Source records:

....

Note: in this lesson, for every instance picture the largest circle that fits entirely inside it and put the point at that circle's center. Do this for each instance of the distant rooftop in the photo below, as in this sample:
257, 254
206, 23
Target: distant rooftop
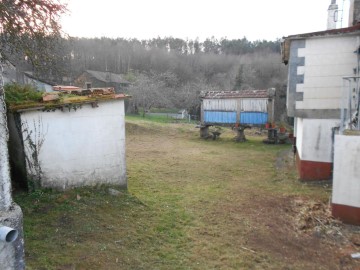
235, 94
107, 77
68, 99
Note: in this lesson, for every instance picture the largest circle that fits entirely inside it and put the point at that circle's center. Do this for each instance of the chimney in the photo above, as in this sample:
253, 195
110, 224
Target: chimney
354, 12
332, 15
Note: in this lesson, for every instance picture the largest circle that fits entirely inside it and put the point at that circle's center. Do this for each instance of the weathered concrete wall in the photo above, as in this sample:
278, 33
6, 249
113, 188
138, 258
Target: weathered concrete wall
82, 147
316, 68
295, 75
12, 254
346, 181
314, 142
317, 141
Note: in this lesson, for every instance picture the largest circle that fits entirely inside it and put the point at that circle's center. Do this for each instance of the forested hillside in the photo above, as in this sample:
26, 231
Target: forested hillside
166, 72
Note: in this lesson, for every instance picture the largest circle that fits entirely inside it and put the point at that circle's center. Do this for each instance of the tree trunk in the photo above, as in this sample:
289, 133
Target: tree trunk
5, 180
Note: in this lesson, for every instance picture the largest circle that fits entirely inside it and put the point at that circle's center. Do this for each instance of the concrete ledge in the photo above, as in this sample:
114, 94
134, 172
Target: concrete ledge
347, 214
313, 170
12, 254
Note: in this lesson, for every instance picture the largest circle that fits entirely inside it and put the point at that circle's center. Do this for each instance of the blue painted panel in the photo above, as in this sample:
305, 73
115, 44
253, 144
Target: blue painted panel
255, 118
220, 117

....

**Goal of the exercise:** The entries above should be retyped word for word, with all pictures omitted.

**Reply:**
Note: in this lesson, for every instance picture the largest circle that fits entirely inside it and put the point at that circle's center. Do this for each instance of the distant rooftop in the photo below, as in this sample:
257, 254
206, 23
Target: distant rooftop
235, 94
107, 77
68, 99
Note: in this lesson, for every instance picture the largest circle that fits entirely inside it and put the point at that circle's center. Do this for each instance of the chimney in the photo above, as in this sample:
253, 195
110, 224
Target: chimney
354, 12
332, 15
Note: in this lesson, for every instance picture the largest circle that fits entirely inside it and put the point at that circle's center. Do this for each instance of the weathered concrete wall in the photo above, as in this sample:
278, 33
6, 249
113, 188
138, 258
Target: weathered concrete wall
82, 147
316, 68
295, 75
12, 254
346, 181
314, 142
317, 141
Note: in this lesson, for every instance picture the largest circle that fits entirely inside it and put the point at that circle's center. Do this for each instance of the forested hillside in the photo above, as in this sample:
26, 231
Target: forested hillside
166, 72
Note: in this lesson, for every instance picture the largest circle that fits entirely inside it and put the point at that circle's center. Do this for each instance of the tree trunk in the photo above, as in this sample:
289, 133
Target: tree trunk
5, 180
Note: in this lesson, for every instance picture the largest circle that fits entirely inside it and put the point at that circle's center. Do this for each instance of the concrete ledge in the photo above, as in this sample:
114, 94
134, 172
Target: concrete ledge
347, 214
313, 170
12, 254
Note: in this lesson, for every instance picture the largest circle that fits entirely inside it and put the point at that circle's center. Do this for each instance of the blue painted panel in the photo above, as in this sample:
305, 73
115, 44
253, 144
Target: blue painted panel
255, 118
220, 117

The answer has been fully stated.